*** Task material ***
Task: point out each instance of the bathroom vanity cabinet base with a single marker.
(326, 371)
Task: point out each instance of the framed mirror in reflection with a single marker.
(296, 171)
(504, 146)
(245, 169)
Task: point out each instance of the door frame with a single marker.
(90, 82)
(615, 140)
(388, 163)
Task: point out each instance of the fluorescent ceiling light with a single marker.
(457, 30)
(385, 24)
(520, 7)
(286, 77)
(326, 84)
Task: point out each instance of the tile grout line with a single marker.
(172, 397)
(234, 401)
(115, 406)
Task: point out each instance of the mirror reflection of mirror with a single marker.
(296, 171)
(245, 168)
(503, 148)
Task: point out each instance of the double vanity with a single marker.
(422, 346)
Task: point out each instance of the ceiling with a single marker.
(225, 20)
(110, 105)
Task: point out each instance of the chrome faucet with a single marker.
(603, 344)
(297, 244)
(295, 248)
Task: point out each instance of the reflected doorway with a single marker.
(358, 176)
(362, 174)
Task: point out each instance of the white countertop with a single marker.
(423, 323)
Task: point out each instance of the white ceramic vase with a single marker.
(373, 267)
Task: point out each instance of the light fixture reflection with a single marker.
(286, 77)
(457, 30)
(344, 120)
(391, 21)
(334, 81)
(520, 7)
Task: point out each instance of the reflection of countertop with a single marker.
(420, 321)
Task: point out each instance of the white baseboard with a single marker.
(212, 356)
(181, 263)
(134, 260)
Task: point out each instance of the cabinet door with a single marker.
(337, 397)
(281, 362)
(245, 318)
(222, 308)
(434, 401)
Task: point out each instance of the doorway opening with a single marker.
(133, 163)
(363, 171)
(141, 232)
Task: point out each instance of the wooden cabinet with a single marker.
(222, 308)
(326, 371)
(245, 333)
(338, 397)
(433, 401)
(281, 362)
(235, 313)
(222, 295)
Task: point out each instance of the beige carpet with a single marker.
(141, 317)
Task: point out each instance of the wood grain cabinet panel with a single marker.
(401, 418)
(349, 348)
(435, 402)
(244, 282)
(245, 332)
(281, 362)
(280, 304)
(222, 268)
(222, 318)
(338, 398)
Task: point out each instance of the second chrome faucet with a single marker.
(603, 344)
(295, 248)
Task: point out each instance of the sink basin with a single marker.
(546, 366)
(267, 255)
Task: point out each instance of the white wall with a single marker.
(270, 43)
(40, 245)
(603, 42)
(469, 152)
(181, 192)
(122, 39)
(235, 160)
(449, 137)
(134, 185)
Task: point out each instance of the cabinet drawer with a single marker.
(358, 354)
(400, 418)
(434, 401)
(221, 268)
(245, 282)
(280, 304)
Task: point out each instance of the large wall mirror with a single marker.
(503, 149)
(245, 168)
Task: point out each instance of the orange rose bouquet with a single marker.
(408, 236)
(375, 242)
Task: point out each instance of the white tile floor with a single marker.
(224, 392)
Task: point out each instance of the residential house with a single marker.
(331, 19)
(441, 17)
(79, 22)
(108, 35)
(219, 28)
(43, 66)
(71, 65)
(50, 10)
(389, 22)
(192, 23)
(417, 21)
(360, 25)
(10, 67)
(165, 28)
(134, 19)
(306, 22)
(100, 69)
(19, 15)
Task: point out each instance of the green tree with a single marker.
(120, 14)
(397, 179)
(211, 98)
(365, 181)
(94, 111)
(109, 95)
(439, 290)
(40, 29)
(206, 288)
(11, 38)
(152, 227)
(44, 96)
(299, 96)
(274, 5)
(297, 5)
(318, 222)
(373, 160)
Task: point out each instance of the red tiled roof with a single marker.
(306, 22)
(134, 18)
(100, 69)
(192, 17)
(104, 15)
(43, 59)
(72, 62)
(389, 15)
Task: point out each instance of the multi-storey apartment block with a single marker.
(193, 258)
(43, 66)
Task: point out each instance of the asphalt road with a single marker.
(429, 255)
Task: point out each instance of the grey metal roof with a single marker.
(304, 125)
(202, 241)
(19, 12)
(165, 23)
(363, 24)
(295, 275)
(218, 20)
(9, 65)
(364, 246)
*** End of Task material ***
▶ _Work item_: In full and word for word, reproduce the data above.

▶ _Solution to the exercise_:
Task: point out each instance of the bathroom vanity cabinet base with a single marker.
(326, 371)
Task: point out each instance of the framed mirror in reflection with a single marker.
(296, 171)
(504, 146)
(245, 169)
Task: point out each instance of the door frame with a single marker.
(90, 82)
(615, 140)
(388, 163)
Task: point out each instance of the fluorescent ceiling light with a single marker.
(457, 30)
(385, 24)
(520, 7)
(286, 77)
(326, 84)
Task: point out each instance of the tile grout line with a single marker.
(172, 397)
(234, 401)
(115, 406)
Task: point out each instance of the mirror reflection of mirror with a single marker.
(296, 171)
(245, 168)
(503, 148)
Task: point out each instance of the double vanity with a single marker.
(422, 346)
Task: point out each instance of the ceiling with a single marker.
(225, 20)
(110, 105)
Task: point out each instance of the chrome faucet with a single marker.
(603, 344)
(297, 244)
(295, 248)
Task: point out each instance of the reflected doorway with a single marker.
(358, 176)
(362, 174)
Task: point out each instance of the white countertop with a single marker.
(423, 323)
Task: point out each instance of the white ceramic vase with a single marker.
(373, 267)
Task: point out each instance of the light fixture reflection with a single marker.
(286, 77)
(457, 30)
(344, 120)
(391, 21)
(334, 81)
(520, 7)
Task: point out each instance of the reflection of countertop with a single marker.
(420, 321)
Task: point out each instance of the white baseboard with a single marker.
(212, 356)
(181, 263)
(134, 260)
Task: point out each instance of the cabinet door with a single marker.
(337, 397)
(281, 362)
(245, 318)
(222, 308)
(434, 401)
Task: point out each instance of the doorway opening with a single marker.
(133, 163)
(363, 171)
(141, 232)
Task: point out each instance of the wooden cabinet with a single marker.
(222, 308)
(326, 371)
(245, 333)
(338, 397)
(433, 401)
(281, 362)
(235, 313)
(222, 295)
Task: point out each instance of the beige carpet with a single marker.
(141, 317)
Task: point out each instance of the wood grain cabinet panel with a single marker.
(401, 418)
(349, 348)
(435, 402)
(244, 282)
(245, 332)
(281, 362)
(280, 304)
(222, 268)
(222, 318)
(338, 398)
Task: point out each instance of the second chrome faucet with a single marker.
(603, 344)
(295, 248)
Task: point out each instance of the sink basin with a single marker.
(546, 366)
(267, 255)
Task: point out each instance of the white wall with a single marker.
(270, 43)
(40, 245)
(603, 42)
(469, 152)
(181, 192)
(122, 39)
(235, 160)
(449, 137)
(134, 185)
Task: point out each instance of the cabinet drawer with a single marker.
(358, 354)
(400, 418)
(434, 401)
(221, 268)
(245, 282)
(280, 304)
Task: point out each instance of the large wall mirror with a single marker.
(503, 149)
(245, 168)
Task: point out each instance of the orange rose bouquet with a single marker.
(408, 236)
(375, 242)
Task: point out each instance of the white tile floor with a single marker.
(224, 392)
Task: point out each instance of the residential house with a single marker.
(331, 19)
(441, 17)
(79, 22)
(108, 35)
(219, 28)
(43, 66)
(71, 65)
(50, 10)
(389, 22)
(192, 23)
(417, 21)
(360, 25)
(10, 67)
(165, 28)
(134, 19)
(306, 22)
(100, 69)
(19, 15)
Task: point out each instance of the green tree with a single marker.
(120, 14)
(397, 179)
(211, 98)
(365, 181)
(94, 111)
(109, 95)
(439, 290)
(40, 29)
(206, 288)
(11, 38)
(152, 227)
(44, 96)
(299, 96)
(274, 5)
(297, 5)
(318, 222)
(373, 160)
Task: point out each instance of the red tiled roof with a single marker.
(306, 22)
(134, 18)
(100, 69)
(192, 17)
(104, 15)
(43, 59)
(72, 62)
(389, 15)
Task: point out each instance of the multi-storey apartment block with a single marker.
(193, 258)
(43, 66)
Task: point out each instance of the asphalt road with a single marker.
(429, 255)
Task: point out each instance of the grey metal roof with a single marker.
(304, 125)
(202, 241)
(19, 12)
(165, 23)
(363, 24)
(295, 275)
(218, 20)
(9, 65)
(364, 246)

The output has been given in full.